Activity: Reproduce word for word the part of the Ratoncito Perez text that begins at "According to the American" and stops after "are increasingly worse.".

-------- Reading text --------

With toothbrush in hand, Ratoncito Perez seeks to educate Hispanic kids on oral health as part of Hispanic Heritage Month
In celebration of Hispanic Heritage Month, Delta Dental Insurance Company has joined forces with the tooth fairy’s Spanish-speaking counterpart, el Ratoncito Perez, to remind Hispanic children and their parents about the importance of good dental hygiene.
According to the American Association of Pediatric Dentistry (AAPD), tooth decay is the most common childhood disease, affecting nearly 60 percent of children. Of the 4 million children born each year, nearly half are estimated to get their first cavity by the time they reach second grade. What’s more, according to the May 2000 Surgeon General’s report, Oral Health in America, more than 51 million school hours are lost each year due to tooth decay and other dental problems. For minorities and children from low-income families, these statistics are increasingly worse.
“Oral health problems persist among children, in spite of the fact that tooth decay is largely preventable,” said Solomon Romano, Hispanic marketing manager for Delta Dental. “We have teamed up with Ratoncito Perez and put in place several initiatives – a Spanish-language website, bilingual brochures and Spanish-speaking dentists – to educate parents and children that through regular dental cleanings and checkups, the use of sealants, and appropriate diet and oral health care, a healthy smile is achievable and maintained.”

-------- Supplied material --------

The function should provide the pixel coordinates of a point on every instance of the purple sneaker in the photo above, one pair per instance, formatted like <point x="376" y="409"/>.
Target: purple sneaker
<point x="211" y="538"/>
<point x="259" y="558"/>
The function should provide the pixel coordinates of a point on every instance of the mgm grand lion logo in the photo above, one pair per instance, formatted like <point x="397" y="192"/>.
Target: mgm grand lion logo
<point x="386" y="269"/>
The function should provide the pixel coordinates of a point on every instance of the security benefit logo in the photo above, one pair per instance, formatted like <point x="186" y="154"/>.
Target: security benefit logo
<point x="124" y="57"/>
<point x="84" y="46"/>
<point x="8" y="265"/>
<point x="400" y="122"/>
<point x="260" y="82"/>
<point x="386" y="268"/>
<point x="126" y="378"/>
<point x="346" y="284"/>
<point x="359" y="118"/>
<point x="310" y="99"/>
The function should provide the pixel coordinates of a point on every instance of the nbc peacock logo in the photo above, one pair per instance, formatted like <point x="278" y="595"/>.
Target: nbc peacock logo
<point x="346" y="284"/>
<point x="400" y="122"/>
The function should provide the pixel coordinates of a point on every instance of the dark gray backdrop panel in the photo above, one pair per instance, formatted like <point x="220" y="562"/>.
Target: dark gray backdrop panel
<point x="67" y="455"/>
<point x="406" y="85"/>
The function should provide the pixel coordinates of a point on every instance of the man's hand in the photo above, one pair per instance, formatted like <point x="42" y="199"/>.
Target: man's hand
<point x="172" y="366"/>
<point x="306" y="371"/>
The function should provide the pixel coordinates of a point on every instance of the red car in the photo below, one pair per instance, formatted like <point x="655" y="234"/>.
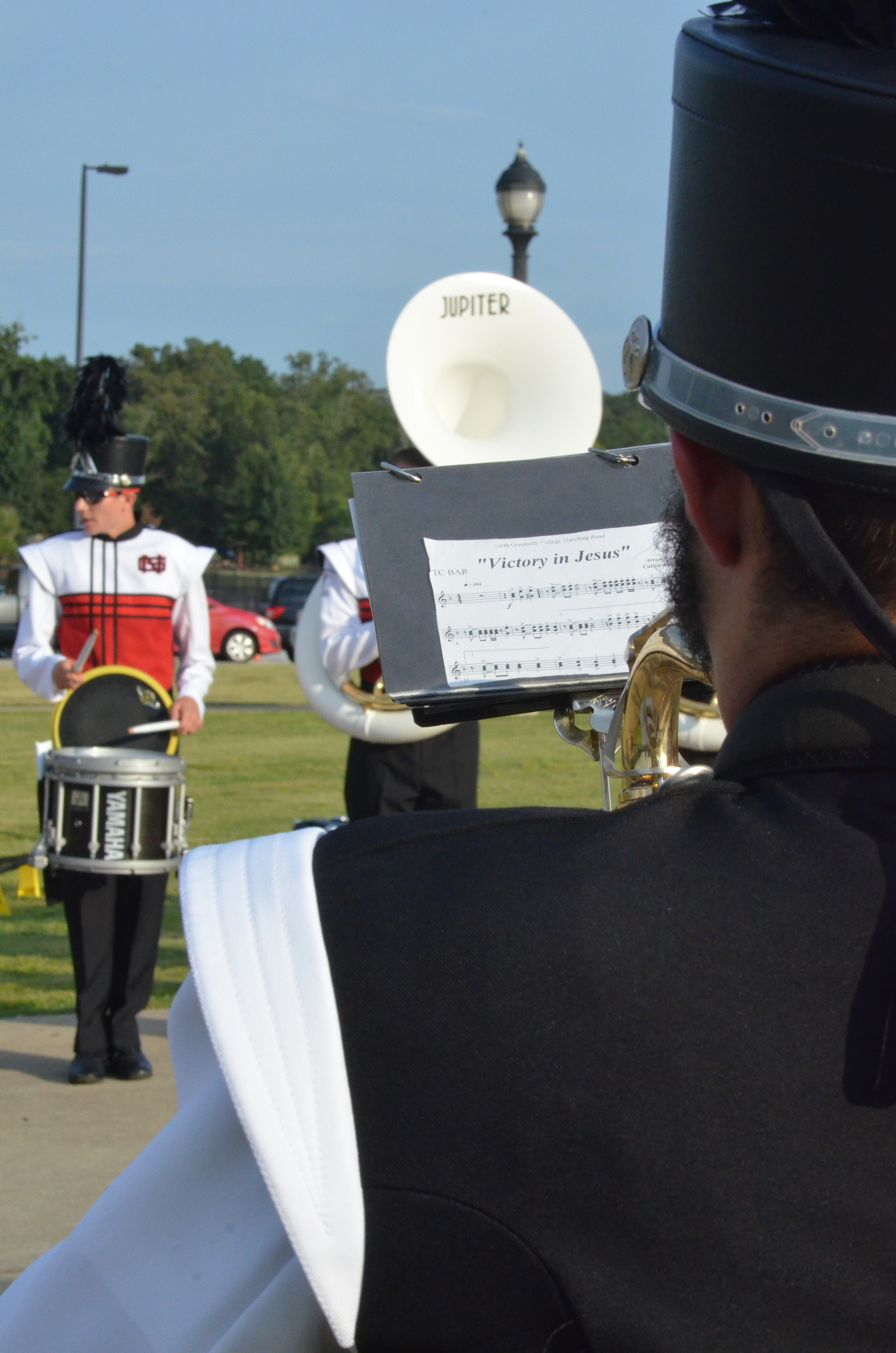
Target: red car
<point x="240" y="635"/>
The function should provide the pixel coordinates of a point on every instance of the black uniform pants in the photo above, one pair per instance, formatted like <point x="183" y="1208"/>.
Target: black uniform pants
<point x="114" y="926"/>
<point x="412" y="777"/>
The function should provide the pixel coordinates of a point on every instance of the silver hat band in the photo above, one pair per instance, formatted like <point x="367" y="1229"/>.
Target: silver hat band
<point x="85" y="467"/>
<point x="840" y="433"/>
<point x="108" y="481"/>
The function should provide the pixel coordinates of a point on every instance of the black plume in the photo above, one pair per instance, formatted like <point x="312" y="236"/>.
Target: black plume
<point x="98" y="400"/>
<point x="861" y="24"/>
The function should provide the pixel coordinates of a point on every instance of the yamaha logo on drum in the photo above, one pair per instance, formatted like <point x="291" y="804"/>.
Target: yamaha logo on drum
<point x="481" y="304"/>
<point x="115" y="831"/>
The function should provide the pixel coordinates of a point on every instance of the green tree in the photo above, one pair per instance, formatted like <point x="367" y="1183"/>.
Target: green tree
<point x="629" y="424"/>
<point x="242" y="458"/>
<point x="11" y="535"/>
<point x="33" y="452"/>
<point x="338" y="423"/>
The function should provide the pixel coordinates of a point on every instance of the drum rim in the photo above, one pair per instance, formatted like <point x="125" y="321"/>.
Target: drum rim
<point x="127" y="672"/>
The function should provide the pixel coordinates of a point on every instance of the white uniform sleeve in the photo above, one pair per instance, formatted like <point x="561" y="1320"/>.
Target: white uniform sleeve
<point x="347" y="642"/>
<point x="33" y="655"/>
<point x="190" y="621"/>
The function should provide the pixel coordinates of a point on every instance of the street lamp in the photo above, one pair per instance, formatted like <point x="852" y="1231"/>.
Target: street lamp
<point x="117" y="170"/>
<point x="520" y="199"/>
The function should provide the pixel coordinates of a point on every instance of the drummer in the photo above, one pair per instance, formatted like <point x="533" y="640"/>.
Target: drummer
<point x="141" y="589"/>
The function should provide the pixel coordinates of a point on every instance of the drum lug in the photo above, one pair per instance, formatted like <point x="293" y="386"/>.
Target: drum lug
<point x="38" y="856"/>
<point x="139" y="804"/>
<point x="95" y="822"/>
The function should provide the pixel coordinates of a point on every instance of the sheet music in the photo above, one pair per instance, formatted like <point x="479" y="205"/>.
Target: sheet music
<point x="546" y="605"/>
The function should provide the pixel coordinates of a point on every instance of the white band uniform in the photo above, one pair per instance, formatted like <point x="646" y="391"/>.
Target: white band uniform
<point x="258" y="1167"/>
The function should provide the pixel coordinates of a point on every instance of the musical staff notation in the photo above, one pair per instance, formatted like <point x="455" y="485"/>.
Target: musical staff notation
<point x="622" y="621"/>
<point x="557" y="592"/>
<point x="534" y="667"/>
<point x="566" y="618"/>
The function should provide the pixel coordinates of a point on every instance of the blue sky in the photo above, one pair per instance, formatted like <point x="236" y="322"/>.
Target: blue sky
<point x="300" y="171"/>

--------

Answer box:
According to the American Association of Pediatric Dentistry (AAPD), tooth decay is the most common childhood disease, affecting nearly 60 percent of children. Of the 4 million children born each year, nearly half are estimated to get their first cavity by the time they reach second grade. What’s more, according to the May 2000 Surgeon General’s report, Oral Health in America, more than 51 million school hours are lost each year due to tooth decay and other dental problems. For minorities and children from low-income families, these statistics are increasingly worse.